Amabilidad: Lo valiente no quita lo cortés
Siempre tenemos cientos de oportunidades
para ser amables con los demás. Basta pensar que, cada mañana, podemos
decir «buenos días» a nuestros padres, a nuestro cónyuge, a nuestros
hijos, a los profesores, a los compañeros de oficina o al conductor del
auto.
El padre José Luis Martín Descalzo
narraba una anécdota que le sucedió a un compañero de trabajo. Este
amigo suyo volvía de la oficina a su casa. Al llegar a la estación
compró, como siempre, un billete de metro, pero al pagar se llevó una
sorpresa. La chica que le atendía, con una sonrisa tímida, le respondió:
«Hoy no tiene usted que pagar». El hombre se quedó de una pieza.
Preguntó el porqué. «Porque ayer se fue sin coger el vuelto», respondió
la chica desde el otro lado del cristal. ¿Acaso recordaba su rostro?
¿Conocía quién era? Nada de eso. La chica ni siquiera había estado el
día anterior; pero una compañera le había dicho por la mañana: «Cuando
venga el señor que siempre nos da las buenas tardes, dile que hoy no
tiene que pagar». Con esta referencia, la muchacha en turno supo
puntualmente de quién se trataba.
Una hermosa experiencia que hace brillar
la nobleza de un corazón. Sin embargo, esta misma luz pone de
manifiesto la oscuridad de tantas personas que han olvidado ya ser
amables con los demás. ¡Cuántas personas pasarían por aquellas taquillas
del metro madrileño! Y sólo una de ellas era inconfundible porque era
«el señor que siempre nos da las buenas tardes».
En la cultura que se ha ido imponiendo
en nuestros días parece que ser amable es ser amilanado, débil o,
simplemente, tonto. Expresiones que denotan respeto y educación se
evitan, ya que el usarlas nos haría quedar mal delante de nuestro
“círculo de amistades”.

== == ==

Instrucción escrita 1 → Según el texto sobre la amabilidad, ¿qué motivo dio la chica de la taquilla para que el señor no pagara el billete?
Instrucción escrita 2 → Prosigue el texto sobre la amabilidad a partir de su última oración.

Registros de datos guardados
== == ==

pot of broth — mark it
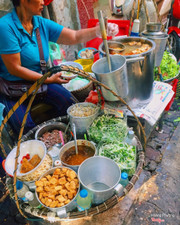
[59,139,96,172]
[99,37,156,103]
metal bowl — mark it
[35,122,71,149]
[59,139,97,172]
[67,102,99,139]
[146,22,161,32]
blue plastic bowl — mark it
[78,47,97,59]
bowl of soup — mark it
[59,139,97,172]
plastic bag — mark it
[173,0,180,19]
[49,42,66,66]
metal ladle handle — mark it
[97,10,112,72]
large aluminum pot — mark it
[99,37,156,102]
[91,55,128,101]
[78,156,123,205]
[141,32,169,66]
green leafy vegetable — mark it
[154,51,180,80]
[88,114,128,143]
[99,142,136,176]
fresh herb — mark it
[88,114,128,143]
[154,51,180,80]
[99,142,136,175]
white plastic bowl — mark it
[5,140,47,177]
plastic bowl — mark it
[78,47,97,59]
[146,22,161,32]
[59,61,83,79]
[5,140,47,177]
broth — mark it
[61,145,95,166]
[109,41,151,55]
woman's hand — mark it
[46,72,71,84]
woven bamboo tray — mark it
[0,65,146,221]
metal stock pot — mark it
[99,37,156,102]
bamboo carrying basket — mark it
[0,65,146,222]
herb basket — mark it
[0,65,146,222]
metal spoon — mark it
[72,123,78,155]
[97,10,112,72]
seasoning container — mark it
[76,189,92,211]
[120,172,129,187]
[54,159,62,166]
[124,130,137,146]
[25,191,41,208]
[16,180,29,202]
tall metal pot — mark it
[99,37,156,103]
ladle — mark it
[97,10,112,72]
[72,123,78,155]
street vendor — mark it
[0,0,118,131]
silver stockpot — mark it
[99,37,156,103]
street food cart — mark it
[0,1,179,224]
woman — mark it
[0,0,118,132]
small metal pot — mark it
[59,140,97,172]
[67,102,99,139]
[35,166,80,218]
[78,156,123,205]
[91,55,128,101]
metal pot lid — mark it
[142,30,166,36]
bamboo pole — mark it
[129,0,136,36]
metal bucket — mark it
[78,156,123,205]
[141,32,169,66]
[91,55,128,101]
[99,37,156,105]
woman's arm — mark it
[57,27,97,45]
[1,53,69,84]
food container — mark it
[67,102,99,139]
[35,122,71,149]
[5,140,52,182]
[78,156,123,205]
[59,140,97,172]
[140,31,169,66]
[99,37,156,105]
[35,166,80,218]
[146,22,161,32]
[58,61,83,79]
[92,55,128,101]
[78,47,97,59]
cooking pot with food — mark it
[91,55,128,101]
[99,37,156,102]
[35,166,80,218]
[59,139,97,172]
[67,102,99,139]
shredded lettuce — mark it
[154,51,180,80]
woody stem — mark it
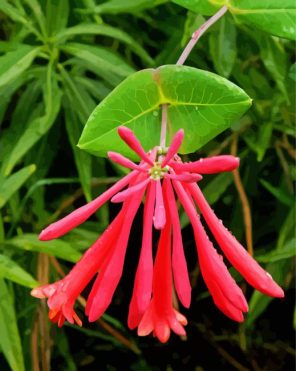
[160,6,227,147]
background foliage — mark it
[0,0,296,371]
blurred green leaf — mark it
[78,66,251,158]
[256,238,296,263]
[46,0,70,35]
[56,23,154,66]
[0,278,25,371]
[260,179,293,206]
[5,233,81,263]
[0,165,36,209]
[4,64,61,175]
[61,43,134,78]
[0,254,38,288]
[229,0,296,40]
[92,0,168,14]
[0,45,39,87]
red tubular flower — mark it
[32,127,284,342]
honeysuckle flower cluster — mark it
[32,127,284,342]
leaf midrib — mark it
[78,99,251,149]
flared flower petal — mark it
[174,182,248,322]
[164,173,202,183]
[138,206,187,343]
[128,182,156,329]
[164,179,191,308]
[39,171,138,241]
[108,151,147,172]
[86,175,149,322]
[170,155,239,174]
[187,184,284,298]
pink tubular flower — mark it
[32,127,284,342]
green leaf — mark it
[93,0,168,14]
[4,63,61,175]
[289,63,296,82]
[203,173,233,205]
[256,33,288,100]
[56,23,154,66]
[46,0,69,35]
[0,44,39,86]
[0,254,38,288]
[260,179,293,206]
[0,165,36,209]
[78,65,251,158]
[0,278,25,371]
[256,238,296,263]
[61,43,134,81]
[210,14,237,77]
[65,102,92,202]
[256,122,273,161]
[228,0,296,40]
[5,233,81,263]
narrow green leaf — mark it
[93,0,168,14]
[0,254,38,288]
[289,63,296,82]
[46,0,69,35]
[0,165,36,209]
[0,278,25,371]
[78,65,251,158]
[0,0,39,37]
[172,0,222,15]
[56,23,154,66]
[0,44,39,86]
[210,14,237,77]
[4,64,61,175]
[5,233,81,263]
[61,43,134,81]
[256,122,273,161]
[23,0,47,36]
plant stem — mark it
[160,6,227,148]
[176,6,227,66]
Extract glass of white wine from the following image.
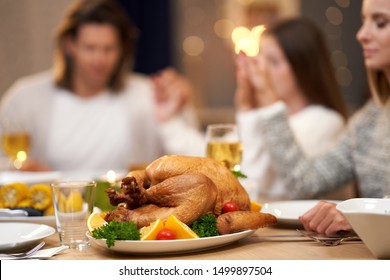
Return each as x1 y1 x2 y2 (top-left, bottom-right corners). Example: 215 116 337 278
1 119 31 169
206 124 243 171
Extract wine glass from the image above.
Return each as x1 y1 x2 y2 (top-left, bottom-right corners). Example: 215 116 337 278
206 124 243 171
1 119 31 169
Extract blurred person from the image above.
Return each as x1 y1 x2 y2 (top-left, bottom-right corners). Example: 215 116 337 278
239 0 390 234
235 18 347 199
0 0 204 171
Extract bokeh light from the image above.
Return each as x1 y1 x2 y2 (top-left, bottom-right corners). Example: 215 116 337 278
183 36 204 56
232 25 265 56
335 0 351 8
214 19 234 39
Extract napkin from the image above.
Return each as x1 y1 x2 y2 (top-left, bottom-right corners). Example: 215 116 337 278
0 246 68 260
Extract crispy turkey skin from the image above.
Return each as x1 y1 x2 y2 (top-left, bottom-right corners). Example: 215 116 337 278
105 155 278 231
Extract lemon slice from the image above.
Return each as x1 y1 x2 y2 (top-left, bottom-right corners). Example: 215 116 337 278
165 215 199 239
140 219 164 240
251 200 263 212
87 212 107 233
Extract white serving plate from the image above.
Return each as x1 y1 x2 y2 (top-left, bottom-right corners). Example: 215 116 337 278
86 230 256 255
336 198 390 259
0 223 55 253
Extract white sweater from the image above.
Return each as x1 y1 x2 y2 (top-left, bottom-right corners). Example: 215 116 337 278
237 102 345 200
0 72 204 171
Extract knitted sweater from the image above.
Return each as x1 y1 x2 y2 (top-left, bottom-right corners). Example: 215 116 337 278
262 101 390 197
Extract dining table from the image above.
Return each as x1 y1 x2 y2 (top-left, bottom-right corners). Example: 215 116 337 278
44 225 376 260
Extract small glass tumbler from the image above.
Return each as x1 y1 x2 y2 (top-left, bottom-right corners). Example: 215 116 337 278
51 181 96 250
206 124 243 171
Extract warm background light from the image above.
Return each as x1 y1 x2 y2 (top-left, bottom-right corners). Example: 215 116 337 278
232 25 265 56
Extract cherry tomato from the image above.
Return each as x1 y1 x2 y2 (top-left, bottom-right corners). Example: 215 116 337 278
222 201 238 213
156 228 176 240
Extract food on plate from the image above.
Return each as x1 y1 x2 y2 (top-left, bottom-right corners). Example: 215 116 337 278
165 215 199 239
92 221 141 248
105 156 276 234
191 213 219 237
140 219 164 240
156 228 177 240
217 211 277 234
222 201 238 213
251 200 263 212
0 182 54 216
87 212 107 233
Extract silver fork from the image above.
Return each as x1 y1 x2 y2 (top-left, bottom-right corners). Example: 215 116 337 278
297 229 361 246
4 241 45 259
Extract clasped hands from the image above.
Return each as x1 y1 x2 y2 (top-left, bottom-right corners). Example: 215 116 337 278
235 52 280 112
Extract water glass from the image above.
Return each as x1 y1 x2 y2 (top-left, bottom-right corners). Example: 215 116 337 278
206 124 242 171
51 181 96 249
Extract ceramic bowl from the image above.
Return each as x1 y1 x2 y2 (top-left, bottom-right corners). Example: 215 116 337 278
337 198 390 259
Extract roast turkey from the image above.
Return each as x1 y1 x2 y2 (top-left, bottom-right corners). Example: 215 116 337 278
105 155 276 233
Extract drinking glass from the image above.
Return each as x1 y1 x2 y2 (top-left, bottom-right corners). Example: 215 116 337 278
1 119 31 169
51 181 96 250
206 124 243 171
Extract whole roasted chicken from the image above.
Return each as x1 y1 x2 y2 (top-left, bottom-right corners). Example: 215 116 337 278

== == ==

Respuesta escrita 1 → Que el día anterior se había ido sin coger el vuelto.

Respuesta escrita 2 →
Si le doy las gracias al mesero que me
sirve la mesa dejaría entrever que estoy necesitado de su servicio. Como
en todos los casos implica una degradación de nuestra grande
personalidad, mejor no usarlas para poder aparecer como alguien fuerte y
seguro de sí mismo.
Ser amable no es sinónimo de falta de
reciedumbre. Todo lo contrario, produce más admiración y gratitud quien
dice: «pase usted» que quien simplemente se echa a un lado para quitarse
de enfrente de la puerta. Ser cordial indica mayor entereza y domino
que poner un rostro frío de absoluta indiferencia. El “duro” se hace
respetar, el cortés es respetado por lo que es.
Siempre tenemos cientos de oportunidades
para ser amables con los demás. Basta pensar que, cada mañana, podemos
decir «buenos días» a nuestros padres, a nuestro cónyuge, a nuestros
hijos, a los profesores, a los compañeros de oficina o al conductor del
autobús.
Ceder el asiento en el metro a una
señora o a un anciano se puede hacer con facilidad. Desear un buen día
de trabajo al mesero de nuestro café preferido no cuesta mucho.
Oportunidades, desde luego, no faltan; sólo hay que descubrirlas y hacer
la costumbre.
Este tipo de detalles es el que cambia
rostros y alegra atmósferas enteras. Las relaciones se estrechan. Las
sonrisas se multiplican. El trabajo se disfruta. El corazón rejuvenece.
Se acrecienta el deseo de compartir el tiempo. ¿Por qué? Porque la gente
se siente tratada con el respeto y la dignidad de lo que verdaderamente
son: personas e hijos de Dios. Y todo esto depende tan sólo de un
sencillo «buenos días».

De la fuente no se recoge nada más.